#### DIRECTIVE:
Copy the records from the line that contains "Each instance of the glowing" through the line that contains "x=111, y=476", swapping "wooden beam" for "timber beam" and keeping everything else the same. Give only those lines.

#### INPUT MATERIAL:
====================
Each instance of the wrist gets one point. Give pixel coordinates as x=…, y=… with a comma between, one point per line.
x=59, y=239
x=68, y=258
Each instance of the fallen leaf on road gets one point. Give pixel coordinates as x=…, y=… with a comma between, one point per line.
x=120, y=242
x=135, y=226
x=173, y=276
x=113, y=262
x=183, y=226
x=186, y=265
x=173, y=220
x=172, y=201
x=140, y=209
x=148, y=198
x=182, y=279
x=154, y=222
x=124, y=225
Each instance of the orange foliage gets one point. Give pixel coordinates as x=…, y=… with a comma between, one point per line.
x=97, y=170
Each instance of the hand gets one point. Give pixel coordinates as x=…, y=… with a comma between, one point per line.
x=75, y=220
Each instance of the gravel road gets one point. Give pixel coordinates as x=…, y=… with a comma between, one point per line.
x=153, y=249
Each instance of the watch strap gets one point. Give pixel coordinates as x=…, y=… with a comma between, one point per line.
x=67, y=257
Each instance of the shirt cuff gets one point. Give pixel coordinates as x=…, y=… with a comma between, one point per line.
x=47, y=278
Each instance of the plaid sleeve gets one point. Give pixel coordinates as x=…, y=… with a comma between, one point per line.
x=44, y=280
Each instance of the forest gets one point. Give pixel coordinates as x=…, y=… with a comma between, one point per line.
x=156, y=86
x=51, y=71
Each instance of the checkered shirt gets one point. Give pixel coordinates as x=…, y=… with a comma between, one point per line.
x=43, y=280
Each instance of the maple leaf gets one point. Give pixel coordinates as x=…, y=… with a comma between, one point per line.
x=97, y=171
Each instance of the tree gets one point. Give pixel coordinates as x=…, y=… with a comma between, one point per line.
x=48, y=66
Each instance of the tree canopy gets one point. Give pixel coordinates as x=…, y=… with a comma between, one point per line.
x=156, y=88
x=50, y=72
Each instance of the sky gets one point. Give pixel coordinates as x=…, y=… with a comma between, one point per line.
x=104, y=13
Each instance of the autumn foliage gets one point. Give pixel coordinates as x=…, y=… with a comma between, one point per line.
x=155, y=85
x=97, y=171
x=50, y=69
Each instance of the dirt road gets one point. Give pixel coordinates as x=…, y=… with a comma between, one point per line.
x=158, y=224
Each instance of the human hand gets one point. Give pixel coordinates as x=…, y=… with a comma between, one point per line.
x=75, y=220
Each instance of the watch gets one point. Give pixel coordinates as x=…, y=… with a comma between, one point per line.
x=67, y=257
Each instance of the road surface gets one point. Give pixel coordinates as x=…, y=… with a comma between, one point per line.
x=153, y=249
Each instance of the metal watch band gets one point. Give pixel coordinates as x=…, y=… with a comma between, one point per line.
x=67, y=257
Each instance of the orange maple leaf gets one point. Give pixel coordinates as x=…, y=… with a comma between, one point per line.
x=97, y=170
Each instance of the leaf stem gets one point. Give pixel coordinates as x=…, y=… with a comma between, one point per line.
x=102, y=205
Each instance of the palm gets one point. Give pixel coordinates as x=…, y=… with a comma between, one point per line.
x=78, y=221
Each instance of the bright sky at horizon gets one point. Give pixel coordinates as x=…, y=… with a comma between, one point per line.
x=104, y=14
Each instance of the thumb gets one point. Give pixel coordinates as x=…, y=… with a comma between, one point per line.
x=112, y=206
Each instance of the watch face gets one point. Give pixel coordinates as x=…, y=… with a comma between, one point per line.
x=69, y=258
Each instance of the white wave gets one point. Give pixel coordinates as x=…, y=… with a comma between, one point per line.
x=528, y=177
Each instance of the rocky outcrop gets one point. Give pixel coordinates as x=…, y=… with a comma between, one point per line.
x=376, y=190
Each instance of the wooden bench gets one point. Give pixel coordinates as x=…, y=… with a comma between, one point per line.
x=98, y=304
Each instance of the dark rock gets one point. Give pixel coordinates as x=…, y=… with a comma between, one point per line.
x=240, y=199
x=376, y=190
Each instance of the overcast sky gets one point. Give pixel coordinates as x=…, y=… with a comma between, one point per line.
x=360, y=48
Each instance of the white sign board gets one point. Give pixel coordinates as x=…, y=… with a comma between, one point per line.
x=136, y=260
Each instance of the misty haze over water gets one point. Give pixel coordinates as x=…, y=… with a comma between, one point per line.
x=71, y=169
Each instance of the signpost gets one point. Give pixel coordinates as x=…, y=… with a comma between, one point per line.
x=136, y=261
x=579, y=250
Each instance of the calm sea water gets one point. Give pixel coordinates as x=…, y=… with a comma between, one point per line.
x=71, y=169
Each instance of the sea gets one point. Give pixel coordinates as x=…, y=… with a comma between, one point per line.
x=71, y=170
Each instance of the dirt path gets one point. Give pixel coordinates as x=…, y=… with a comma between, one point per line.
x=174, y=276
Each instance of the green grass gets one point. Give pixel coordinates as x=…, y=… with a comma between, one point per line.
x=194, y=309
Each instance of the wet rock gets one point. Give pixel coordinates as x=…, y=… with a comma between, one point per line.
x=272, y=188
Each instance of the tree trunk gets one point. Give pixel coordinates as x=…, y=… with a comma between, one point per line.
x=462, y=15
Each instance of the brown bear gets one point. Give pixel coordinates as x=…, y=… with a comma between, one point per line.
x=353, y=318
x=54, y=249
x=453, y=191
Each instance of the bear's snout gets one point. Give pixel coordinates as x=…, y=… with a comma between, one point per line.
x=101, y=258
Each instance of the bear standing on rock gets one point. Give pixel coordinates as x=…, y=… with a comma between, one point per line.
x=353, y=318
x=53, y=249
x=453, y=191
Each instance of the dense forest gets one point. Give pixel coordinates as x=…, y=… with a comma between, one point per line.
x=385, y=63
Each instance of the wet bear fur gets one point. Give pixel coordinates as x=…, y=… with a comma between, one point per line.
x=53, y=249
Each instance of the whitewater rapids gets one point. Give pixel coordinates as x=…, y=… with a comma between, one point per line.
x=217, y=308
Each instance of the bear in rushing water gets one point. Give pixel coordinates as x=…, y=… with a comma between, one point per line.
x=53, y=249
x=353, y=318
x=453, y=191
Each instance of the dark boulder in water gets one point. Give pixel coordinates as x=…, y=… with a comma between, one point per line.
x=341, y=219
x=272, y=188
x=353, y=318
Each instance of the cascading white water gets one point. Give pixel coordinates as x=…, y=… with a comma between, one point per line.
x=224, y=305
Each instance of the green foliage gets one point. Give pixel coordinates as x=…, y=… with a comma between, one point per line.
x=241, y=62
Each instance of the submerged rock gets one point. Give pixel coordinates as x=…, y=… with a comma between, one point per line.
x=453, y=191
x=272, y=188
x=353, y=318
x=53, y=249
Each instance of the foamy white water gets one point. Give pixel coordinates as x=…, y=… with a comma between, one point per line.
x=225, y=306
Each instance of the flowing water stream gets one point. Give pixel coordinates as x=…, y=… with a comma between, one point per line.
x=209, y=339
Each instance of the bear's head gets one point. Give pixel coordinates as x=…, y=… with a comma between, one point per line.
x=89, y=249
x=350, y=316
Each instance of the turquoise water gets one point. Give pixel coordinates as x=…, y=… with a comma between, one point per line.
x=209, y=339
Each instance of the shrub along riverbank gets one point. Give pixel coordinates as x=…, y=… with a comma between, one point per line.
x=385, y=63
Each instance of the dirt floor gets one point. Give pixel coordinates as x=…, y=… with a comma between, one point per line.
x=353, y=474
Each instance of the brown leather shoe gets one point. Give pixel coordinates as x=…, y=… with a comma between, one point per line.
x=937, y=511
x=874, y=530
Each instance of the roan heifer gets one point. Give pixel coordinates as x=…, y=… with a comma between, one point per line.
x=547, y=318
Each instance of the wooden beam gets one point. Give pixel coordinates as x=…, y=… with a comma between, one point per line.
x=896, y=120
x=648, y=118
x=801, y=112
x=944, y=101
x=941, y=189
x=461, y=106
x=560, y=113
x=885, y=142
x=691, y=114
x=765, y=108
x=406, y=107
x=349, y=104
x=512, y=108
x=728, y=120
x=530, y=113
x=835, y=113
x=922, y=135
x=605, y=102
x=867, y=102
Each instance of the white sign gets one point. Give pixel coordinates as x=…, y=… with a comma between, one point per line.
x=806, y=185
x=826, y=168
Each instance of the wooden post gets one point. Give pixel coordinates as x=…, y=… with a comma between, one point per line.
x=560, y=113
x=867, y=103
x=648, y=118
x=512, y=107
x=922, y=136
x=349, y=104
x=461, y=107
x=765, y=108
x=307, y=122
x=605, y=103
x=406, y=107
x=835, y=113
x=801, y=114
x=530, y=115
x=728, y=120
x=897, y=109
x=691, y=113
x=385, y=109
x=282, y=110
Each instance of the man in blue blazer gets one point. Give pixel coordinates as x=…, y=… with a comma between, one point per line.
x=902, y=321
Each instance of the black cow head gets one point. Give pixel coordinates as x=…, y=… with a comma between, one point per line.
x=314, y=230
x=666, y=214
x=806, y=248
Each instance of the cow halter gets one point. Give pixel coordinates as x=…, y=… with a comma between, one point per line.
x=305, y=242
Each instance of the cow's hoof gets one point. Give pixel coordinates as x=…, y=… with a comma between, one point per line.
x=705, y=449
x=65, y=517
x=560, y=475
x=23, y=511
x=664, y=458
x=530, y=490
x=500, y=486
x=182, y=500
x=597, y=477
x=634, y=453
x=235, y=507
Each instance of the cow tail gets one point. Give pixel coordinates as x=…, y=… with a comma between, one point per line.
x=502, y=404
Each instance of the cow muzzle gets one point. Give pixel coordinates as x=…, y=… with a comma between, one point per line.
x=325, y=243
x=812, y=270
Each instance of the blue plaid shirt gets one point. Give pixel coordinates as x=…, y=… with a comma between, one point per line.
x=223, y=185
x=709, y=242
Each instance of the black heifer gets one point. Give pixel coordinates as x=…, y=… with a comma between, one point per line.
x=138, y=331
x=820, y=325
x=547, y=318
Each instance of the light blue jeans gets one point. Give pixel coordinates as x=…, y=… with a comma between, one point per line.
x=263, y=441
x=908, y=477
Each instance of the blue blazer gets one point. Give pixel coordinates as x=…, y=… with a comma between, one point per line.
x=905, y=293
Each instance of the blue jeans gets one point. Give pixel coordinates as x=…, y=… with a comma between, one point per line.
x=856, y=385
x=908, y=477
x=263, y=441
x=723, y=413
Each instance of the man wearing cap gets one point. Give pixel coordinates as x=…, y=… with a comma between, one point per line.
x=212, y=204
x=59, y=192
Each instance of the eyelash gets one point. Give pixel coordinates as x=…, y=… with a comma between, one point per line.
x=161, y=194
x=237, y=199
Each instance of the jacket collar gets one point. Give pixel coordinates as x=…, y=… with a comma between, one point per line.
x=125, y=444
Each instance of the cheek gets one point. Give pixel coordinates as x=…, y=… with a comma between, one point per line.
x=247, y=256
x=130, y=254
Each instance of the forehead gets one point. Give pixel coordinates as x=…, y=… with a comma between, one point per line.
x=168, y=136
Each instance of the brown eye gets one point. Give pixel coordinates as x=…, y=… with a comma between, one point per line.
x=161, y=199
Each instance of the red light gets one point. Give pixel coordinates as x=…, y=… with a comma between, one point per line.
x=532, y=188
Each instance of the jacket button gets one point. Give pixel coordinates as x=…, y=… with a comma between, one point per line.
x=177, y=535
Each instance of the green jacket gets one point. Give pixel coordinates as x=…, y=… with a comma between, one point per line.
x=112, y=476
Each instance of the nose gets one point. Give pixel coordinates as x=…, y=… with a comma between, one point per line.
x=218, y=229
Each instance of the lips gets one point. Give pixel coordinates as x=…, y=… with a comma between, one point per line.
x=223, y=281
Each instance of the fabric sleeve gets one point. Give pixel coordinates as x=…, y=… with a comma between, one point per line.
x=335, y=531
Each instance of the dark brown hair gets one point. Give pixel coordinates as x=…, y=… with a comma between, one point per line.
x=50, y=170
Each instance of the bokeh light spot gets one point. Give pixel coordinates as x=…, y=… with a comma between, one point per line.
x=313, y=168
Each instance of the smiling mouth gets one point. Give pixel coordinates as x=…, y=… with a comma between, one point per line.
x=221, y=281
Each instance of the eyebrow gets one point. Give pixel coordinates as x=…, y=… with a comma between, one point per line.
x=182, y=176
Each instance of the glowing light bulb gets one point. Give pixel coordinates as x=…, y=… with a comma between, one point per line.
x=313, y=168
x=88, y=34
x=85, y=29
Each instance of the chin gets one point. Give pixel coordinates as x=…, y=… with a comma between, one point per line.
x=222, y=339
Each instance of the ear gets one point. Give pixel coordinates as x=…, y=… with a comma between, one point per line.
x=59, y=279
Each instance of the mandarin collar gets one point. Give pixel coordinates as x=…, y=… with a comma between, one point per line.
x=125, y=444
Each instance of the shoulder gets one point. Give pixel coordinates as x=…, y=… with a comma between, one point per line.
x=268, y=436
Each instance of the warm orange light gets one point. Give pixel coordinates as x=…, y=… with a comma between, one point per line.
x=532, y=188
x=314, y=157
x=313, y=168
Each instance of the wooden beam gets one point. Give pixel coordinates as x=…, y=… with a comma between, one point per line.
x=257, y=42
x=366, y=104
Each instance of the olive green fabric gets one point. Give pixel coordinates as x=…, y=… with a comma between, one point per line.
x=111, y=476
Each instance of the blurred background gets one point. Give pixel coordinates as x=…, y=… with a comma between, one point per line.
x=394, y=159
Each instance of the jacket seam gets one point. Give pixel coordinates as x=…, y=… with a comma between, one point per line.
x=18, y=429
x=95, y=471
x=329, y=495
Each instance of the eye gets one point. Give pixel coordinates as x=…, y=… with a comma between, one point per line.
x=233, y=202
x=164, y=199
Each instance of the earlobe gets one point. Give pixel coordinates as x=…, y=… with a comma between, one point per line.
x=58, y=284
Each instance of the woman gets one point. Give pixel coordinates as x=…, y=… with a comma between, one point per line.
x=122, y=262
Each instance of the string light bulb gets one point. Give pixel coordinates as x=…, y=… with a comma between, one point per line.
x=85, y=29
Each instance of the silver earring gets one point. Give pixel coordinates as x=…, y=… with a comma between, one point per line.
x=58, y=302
====================
#### SOLUTION TO THIS EXERCISE:
Each instance of the glowing light bulb gets one point. Give pixel coordinates as x=…, y=… with a comma between, one point per line.
x=313, y=168
x=88, y=34
x=85, y=29
Each instance of the chin gets one point. Give pixel coordinates as x=…, y=… with a comma between, one point per line.
x=222, y=339
Each instance of the ear gets one point. Give pixel coordinates as x=…, y=… with a comma between, one point per line.
x=59, y=279
Each instance of the mandarin collar gets one point. Give pixel coordinates as x=…, y=… with a comma between, one point per line.
x=125, y=444
Each instance of the shoulder gets one point. Give pixel coordinates as x=…, y=… with a comma between, one point per line.
x=268, y=436
Each instance of the warm orange light gets one point. Give pixel coordinates as x=…, y=… with a comma between, one point per line.
x=532, y=188
x=314, y=157
x=313, y=168
Each instance of the timber beam gets one point. Give pixel coordinates as x=…, y=… with a comma between, one point per line.
x=257, y=42
x=366, y=104
Each instance of the olive green fabric gets one point. Give pixel coordinates as x=…, y=… with a comma between, one point per line.
x=111, y=476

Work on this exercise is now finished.